GIVEN INSTRUCTION
Rescale the entries from the line that contains "Identify a point on every instance of the kitchen sink" through the line that contains "x=220 y=251", giving every line again with the requests unchanged. Multiply each coordinate value in the answers by 1.6 and round to a whole number, with halves rounding up.

Start

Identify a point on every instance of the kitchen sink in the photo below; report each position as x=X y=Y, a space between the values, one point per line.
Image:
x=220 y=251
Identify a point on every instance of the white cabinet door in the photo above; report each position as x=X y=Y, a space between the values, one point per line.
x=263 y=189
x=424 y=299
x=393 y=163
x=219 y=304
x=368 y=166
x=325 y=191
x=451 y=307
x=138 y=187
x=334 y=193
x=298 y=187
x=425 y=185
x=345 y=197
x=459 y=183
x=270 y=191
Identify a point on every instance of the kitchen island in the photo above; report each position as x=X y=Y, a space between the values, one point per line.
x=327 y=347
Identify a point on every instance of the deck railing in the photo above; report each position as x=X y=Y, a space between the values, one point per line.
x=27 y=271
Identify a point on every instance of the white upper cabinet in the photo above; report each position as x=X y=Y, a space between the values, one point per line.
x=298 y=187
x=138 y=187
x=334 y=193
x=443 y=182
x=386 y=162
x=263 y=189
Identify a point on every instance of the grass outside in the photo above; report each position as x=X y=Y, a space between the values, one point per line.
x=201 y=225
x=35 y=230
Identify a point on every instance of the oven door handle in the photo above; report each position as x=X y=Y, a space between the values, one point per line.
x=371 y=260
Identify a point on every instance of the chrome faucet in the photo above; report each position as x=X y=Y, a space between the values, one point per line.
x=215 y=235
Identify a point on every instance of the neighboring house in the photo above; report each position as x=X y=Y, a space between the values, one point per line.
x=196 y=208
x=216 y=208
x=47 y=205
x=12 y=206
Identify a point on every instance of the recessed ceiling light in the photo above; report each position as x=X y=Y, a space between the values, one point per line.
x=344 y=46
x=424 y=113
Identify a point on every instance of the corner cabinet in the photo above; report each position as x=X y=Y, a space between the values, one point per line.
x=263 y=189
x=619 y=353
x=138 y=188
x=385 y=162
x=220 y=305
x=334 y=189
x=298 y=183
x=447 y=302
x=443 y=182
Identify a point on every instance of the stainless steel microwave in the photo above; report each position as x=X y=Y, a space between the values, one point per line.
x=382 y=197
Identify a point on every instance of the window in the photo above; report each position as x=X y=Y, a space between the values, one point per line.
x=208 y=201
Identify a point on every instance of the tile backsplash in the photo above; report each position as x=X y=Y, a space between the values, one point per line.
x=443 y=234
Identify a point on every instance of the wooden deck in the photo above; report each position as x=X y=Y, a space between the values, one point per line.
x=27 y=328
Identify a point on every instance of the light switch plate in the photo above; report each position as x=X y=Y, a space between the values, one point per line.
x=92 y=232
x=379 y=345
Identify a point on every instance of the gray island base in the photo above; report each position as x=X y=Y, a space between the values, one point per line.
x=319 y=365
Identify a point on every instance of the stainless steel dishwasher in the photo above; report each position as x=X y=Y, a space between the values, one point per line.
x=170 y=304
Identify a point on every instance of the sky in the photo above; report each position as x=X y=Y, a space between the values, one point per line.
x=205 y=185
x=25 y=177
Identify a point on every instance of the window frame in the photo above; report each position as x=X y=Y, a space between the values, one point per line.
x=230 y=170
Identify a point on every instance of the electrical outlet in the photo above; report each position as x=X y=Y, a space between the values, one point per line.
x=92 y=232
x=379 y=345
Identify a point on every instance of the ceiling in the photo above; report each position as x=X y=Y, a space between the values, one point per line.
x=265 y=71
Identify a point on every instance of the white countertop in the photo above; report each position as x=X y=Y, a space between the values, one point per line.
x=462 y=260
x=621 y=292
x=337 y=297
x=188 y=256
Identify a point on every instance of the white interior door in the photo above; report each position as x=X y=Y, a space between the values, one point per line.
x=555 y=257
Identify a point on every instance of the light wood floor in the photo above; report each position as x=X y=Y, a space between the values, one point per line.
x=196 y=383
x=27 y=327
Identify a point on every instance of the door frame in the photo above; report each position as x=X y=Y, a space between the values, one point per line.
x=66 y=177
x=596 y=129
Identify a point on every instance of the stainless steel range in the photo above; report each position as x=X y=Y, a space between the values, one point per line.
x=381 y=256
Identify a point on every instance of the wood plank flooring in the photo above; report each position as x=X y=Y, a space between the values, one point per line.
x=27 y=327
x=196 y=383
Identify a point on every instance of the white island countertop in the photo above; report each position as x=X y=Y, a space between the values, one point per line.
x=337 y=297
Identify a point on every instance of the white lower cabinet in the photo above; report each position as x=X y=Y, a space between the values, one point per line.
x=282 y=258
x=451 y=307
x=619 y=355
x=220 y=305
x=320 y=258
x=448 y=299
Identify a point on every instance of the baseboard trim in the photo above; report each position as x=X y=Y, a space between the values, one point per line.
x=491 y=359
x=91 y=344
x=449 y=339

End
Start

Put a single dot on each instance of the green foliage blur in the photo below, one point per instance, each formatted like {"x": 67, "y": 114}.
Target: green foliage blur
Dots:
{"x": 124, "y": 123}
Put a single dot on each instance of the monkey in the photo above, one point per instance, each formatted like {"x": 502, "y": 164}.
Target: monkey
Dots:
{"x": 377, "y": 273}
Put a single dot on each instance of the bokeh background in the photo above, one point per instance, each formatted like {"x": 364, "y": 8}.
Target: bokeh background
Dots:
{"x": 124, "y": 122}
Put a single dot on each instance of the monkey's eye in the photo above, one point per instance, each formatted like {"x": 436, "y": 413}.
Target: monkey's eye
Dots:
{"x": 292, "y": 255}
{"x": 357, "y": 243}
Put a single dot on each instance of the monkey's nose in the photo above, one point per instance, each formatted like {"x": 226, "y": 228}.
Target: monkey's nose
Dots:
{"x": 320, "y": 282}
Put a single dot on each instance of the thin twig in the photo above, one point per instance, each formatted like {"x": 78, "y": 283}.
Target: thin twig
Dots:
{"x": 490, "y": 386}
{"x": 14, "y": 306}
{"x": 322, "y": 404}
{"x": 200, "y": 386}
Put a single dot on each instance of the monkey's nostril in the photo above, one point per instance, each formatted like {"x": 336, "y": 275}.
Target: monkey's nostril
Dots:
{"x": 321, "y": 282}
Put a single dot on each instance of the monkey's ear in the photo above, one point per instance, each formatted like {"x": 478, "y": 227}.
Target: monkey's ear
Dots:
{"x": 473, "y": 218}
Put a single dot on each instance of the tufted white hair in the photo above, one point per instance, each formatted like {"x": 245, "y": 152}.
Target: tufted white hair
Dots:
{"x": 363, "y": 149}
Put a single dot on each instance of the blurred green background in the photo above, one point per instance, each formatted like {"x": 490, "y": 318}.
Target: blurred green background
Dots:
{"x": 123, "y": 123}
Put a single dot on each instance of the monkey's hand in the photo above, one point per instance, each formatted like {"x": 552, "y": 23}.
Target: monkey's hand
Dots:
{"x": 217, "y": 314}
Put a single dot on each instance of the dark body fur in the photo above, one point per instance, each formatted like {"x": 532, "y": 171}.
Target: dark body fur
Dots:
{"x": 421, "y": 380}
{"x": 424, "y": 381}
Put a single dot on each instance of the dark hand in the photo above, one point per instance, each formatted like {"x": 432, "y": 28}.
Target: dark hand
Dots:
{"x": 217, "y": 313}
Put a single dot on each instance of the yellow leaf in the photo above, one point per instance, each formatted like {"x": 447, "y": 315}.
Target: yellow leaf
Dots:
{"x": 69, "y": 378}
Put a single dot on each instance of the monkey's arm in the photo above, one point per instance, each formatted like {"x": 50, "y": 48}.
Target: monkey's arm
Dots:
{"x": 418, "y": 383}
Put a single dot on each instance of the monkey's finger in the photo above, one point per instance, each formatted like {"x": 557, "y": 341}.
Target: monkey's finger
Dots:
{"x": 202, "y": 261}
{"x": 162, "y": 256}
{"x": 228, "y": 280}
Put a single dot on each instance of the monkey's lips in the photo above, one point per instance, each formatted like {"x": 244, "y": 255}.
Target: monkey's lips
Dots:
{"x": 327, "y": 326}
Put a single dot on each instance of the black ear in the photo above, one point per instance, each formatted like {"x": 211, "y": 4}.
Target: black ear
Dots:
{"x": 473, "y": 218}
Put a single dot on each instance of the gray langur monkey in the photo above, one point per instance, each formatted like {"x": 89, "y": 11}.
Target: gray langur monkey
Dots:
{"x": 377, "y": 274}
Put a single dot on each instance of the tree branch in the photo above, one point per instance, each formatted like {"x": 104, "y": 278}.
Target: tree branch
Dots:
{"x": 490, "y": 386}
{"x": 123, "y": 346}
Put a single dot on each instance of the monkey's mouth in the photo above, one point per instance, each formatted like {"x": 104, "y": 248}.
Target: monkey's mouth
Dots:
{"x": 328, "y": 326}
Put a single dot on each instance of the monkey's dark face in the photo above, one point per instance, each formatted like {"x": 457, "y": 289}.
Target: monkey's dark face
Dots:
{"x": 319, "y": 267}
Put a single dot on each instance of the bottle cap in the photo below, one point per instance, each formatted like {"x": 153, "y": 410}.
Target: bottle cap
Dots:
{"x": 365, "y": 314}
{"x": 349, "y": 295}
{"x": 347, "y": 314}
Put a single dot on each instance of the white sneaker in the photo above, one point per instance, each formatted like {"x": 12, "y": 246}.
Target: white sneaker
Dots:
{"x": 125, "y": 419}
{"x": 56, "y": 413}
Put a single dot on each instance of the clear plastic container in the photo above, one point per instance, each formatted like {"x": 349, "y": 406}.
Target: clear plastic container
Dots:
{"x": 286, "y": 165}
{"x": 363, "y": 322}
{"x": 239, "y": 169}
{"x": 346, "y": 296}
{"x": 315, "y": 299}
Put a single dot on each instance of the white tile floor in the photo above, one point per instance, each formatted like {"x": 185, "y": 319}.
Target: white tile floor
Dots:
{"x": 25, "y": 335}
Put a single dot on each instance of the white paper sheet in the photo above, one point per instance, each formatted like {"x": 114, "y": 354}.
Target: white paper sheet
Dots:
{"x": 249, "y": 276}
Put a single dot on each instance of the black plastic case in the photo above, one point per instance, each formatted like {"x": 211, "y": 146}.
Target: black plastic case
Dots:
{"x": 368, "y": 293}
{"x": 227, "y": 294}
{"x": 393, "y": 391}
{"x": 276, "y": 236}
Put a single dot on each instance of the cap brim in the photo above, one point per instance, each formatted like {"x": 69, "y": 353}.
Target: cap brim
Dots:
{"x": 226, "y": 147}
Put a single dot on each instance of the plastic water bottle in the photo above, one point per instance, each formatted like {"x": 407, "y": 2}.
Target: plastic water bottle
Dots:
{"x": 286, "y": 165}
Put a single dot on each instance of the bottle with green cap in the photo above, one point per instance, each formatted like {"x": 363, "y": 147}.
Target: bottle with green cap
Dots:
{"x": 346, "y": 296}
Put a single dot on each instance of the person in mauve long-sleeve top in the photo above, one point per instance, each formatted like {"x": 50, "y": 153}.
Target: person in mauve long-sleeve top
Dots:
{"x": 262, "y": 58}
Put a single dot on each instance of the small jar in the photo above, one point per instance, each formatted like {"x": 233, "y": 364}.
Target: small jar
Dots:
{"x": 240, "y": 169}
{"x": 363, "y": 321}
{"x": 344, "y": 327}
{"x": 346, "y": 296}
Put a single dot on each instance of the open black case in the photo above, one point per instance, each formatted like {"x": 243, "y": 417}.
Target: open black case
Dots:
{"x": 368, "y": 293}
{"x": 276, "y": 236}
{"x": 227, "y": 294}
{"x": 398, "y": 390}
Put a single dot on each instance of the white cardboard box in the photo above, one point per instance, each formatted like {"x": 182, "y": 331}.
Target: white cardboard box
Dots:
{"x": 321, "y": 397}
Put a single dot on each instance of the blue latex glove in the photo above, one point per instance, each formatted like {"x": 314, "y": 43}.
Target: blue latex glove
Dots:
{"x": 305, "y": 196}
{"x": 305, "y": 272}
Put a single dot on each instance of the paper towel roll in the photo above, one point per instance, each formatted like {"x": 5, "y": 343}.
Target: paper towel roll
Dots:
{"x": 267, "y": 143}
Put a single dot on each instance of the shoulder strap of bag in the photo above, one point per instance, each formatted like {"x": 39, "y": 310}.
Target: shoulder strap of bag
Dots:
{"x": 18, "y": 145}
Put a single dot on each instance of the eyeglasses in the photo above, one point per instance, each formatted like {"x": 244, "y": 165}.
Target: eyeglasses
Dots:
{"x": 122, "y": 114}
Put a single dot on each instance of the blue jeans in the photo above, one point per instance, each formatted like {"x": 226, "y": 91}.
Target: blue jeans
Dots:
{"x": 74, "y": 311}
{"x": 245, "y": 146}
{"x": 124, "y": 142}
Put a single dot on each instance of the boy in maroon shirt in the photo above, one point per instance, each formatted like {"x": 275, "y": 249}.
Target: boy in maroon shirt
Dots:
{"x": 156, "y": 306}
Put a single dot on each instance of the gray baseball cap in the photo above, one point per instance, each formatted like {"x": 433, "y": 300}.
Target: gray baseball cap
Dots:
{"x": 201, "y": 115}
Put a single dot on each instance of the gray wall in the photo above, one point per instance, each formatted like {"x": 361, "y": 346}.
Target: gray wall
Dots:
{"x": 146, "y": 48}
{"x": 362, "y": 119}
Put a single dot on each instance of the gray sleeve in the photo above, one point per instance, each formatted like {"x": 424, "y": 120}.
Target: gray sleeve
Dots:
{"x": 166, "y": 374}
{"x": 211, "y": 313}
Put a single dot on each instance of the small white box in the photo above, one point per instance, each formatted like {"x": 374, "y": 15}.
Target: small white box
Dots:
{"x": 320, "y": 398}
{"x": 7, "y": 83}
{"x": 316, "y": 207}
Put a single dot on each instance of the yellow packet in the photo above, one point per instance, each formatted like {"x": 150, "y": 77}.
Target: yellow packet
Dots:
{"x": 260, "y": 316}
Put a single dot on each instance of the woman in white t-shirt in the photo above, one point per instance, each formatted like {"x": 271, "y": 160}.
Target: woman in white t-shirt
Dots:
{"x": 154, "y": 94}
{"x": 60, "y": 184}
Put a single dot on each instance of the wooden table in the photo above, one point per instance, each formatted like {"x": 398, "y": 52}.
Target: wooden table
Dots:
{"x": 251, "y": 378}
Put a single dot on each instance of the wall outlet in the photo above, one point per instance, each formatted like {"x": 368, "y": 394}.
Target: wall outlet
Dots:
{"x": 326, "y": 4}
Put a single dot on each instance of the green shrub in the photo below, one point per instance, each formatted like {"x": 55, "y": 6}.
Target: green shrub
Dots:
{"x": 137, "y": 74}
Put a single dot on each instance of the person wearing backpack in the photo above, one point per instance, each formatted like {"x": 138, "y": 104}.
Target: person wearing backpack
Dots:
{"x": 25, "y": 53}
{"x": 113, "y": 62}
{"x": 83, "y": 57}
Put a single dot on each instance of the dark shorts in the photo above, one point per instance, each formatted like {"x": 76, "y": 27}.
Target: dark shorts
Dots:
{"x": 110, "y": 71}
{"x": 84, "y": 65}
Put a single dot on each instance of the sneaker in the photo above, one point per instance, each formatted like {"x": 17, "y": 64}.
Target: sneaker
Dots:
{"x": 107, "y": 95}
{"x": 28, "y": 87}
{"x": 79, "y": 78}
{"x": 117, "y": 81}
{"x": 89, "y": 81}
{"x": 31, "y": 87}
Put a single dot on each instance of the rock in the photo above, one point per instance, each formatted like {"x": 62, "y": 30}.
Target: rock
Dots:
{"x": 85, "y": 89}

End

TASK RESPONSE
Identify a point on every instance of the kitchen sink in the photo below; report each position as x=X y=Y, a space between the values, one point per line.
Image:
x=352 y=402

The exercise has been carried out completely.